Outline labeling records
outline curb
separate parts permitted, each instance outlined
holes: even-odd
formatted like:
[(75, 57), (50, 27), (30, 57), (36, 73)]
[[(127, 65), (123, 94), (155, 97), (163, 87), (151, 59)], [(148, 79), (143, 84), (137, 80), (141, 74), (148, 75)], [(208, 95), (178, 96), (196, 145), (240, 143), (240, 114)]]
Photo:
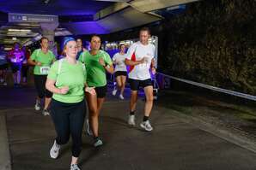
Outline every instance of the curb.
[(0, 115), (0, 169), (11, 170), (11, 161), (4, 115)]

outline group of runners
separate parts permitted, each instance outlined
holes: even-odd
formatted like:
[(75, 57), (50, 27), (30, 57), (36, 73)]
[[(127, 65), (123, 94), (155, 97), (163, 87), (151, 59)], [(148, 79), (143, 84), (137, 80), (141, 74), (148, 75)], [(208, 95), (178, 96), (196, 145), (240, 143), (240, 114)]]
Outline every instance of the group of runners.
[[(113, 59), (101, 50), (101, 41), (98, 35), (91, 37), (89, 50), (82, 48), (82, 39), (65, 38), (62, 57), (58, 60), (48, 50), (49, 40), (41, 38), (40, 49), (35, 50), (27, 62), (34, 66), (34, 85), (38, 93), (34, 108), (42, 110), (44, 115), (50, 114), (55, 126), (57, 137), (50, 149), (52, 158), (58, 158), (61, 145), (71, 136), (70, 170), (80, 169), (77, 163), (87, 107), (86, 132), (94, 138), (94, 147), (103, 144), (99, 134), (99, 115), (107, 91), (107, 73), (115, 74), (117, 87), (112, 93), (116, 95), (119, 91), (120, 99), (124, 99), (128, 74), (131, 93), (127, 119), (130, 126), (136, 126), (138, 90), (143, 88), (146, 102), (144, 116), (139, 125), (147, 132), (153, 130), (149, 119), (154, 99), (150, 72), (155, 73), (155, 46), (149, 43), (149, 28), (142, 28), (139, 41), (132, 44), (126, 53), (125, 46), (120, 44), (119, 52)], [(128, 73), (126, 66), (130, 67)]]

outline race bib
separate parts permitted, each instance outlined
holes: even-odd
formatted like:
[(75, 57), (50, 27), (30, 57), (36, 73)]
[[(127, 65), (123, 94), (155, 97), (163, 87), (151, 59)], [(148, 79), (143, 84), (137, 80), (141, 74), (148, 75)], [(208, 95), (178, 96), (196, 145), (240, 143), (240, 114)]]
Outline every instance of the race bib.
[(50, 70), (50, 67), (40, 67), (40, 73), (41, 74), (48, 74)]
[(18, 60), (16, 58), (11, 58), (10, 62), (18, 62)]

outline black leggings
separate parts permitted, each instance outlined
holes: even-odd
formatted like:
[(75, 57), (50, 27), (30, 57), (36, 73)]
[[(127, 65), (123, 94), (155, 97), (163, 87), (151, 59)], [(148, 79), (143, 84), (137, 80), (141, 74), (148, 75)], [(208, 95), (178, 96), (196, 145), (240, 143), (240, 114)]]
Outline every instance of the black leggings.
[(84, 100), (65, 103), (52, 99), (50, 110), (57, 132), (57, 144), (67, 144), (71, 134), (72, 155), (78, 157), (82, 150), (82, 132), (86, 114)]
[(46, 88), (47, 75), (34, 75), (34, 85), (40, 98), (52, 97), (52, 93)]

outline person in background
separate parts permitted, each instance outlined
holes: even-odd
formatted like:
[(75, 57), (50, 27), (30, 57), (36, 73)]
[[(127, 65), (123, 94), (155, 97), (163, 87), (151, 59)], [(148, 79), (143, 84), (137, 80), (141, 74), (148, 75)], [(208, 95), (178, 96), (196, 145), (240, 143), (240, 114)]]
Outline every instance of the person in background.
[(50, 66), (53, 63), (56, 58), (53, 53), (48, 49), (49, 40), (47, 38), (43, 37), (41, 38), (40, 45), (40, 49), (37, 49), (32, 53), (28, 59), (28, 63), (34, 66), (34, 85), (38, 93), (34, 109), (41, 109), (41, 100), (45, 98), (45, 105), (42, 114), (43, 115), (49, 115), (48, 106), (51, 103), (52, 93), (46, 89), (46, 82)]
[(10, 61), (14, 85), (20, 86), (22, 62), (26, 57), (24, 52), (21, 50), (21, 44), (19, 43), (16, 42), (14, 44), (14, 48), (9, 52), (8, 56)]
[(118, 90), (120, 91), (119, 98), (124, 100), (124, 91), (125, 88), (126, 83), (126, 75), (127, 75), (127, 68), (125, 63), (125, 45), (119, 45), (119, 52), (116, 53), (112, 58), (113, 63), (115, 64), (115, 78), (117, 82), (117, 88), (114, 87), (112, 94), (113, 96), (116, 95)]
[(31, 51), (26, 46), (22, 47), (22, 50), (23, 50), (23, 53), (25, 54), (25, 59), (22, 62), (22, 67), (21, 67), (22, 84), (27, 85), (27, 73), (28, 73), (28, 68), (29, 68), (27, 61), (30, 57)]
[(103, 144), (99, 137), (99, 115), (107, 91), (106, 73), (114, 72), (109, 55), (100, 50), (101, 44), (101, 38), (93, 35), (90, 42), (91, 50), (82, 52), (79, 56), (79, 61), (86, 66), (88, 85), (95, 87), (96, 91), (96, 95), (86, 93), (89, 110), (87, 132), (91, 135), (90, 129), (92, 130), (94, 147)]
[(76, 55), (76, 59), (78, 59), (80, 55), (82, 52), (86, 51), (86, 49), (83, 48), (82, 40), (81, 38), (76, 38), (76, 44), (77, 44), (77, 50), (78, 50), (78, 52), (77, 52), (77, 55)]
[(7, 85), (6, 73), (8, 69), (7, 52), (4, 51), (4, 46), (0, 44), (0, 84)]

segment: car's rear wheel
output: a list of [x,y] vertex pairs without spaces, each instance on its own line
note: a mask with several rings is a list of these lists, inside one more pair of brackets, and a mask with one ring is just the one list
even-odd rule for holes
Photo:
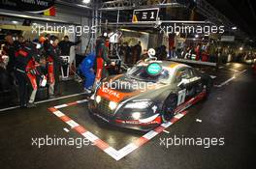
[[177,97],[175,94],[170,95],[165,100],[162,108],[162,122],[169,122],[175,116],[176,108]]

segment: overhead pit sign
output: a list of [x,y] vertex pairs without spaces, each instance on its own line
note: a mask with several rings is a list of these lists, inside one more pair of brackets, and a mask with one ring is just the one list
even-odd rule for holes
[[54,6],[54,0],[1,0],[0,9],[43,13]]
[[155,22],[158,18],[159,8],[134,10],[133,23]]

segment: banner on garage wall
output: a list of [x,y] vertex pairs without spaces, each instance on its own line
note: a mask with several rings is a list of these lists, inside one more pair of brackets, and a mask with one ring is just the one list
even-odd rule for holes
[[221,42],[234,42],[235,36],[221,36]]
[[134,10],[133,23],[154,22],[158,18],[159,8]]
[[1,0],[0,8],[5,10],[44,14],[48,10],[48,15],[53,15],[54,0]]

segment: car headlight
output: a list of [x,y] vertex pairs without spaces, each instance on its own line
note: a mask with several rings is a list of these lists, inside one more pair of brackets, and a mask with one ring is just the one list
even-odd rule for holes
[[97,103],[101,102],[101,97],[100,97],[100,96],[97,96],[97,97],[96,97],[96,102],[97,102]]
[[141,113],[140,112],[135,112],[132,114],[132,117],[134,120],[139,120],[141,118]]
[[117,103],[114,101],[111,101],[109,107],[111,110],[114,110],[117,107]]
[[127,103],[124,108],[138,108],[144,109],[148,107],[152,102],[151,101],[138,101],[138,102],[129,102]]

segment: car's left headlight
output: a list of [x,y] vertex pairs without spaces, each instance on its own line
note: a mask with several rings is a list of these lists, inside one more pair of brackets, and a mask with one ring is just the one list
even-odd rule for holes
[[138,108],[138,109],[144,109],[148,107],[152,102],[149,100],[146,101],[136,101],[136,102],[129,102],[127,103],[124,108]]

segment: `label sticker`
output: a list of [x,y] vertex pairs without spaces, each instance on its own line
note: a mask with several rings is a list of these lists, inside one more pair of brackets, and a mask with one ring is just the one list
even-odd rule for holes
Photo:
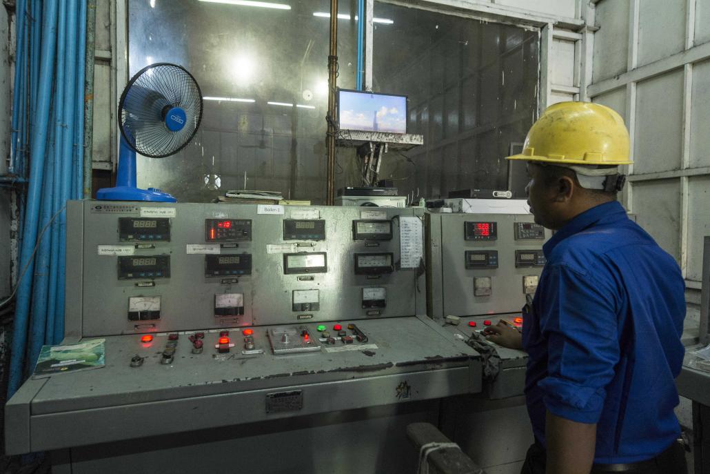
[[386,210],[361,210],[360,211],[360,218],[364,220],[387,220]]
[[317,209],[294,209],[291,211],[291,219],[320,219],[320,211]]
[[267,254],[294,254],[296,252],[295,244],[267,244]]
[[187,244],[187,254],[219,254],[219,244]]
[[259,204],[256,208],[257,214],[280,214],[283,215],[283,206],[277,205]]
[[133,255],[136,247],[133,245],[99,245],[99,255]]
[[177,212],[175,208],[141,208],[141,217],[174,217]]

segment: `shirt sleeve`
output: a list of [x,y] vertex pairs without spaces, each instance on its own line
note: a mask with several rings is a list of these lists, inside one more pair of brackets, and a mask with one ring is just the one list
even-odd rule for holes
[[597,423],[619,360],[616,293],[591,273],[550,269],[540,330],[547,341],[547,376],[538,382],[554,415]]

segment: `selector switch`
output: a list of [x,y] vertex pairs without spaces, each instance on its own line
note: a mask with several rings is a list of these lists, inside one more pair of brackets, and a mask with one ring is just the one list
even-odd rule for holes
[[474,277],[474,296],[490,296],[493,293],[492,281],[490,276]]

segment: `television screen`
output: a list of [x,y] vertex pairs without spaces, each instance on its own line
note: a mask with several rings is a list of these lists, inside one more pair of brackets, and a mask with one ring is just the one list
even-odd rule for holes
[[407,97],[366,91],[338,90],[341,129],[407,133]]

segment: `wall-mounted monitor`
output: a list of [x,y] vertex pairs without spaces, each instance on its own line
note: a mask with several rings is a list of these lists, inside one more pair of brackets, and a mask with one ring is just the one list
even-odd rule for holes
[[338,90],[341,129],[407,133],[407,96]]

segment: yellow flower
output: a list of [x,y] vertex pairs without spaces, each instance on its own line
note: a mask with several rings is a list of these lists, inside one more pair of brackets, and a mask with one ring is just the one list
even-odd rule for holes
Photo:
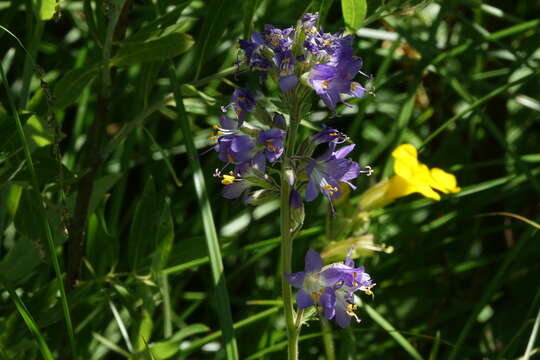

▶ TASK DETAILS:
Please copy the listing word for word, beginning at the line that contains "outline black leggings" and stopping after the line that contains "Outline every instance of the black leggings.".

▶ TASK OUTPUT:
outline black leggings
separate parts permitted, each instance outlined
holes: even-odd
formatted like:
[(75, 57), (50, 27), (30, 57), (36, 73)]
[[(127, 65), (123, 94), (155, 97), (163, 87), (151, 59)], [(148, 79), (143, 84), (137, 80), (141, 74), (148, 75)], [(208, 95), (178, 96), (196, 145), (240, 143), (240, 114)]]
Outline every instance of the black leggings.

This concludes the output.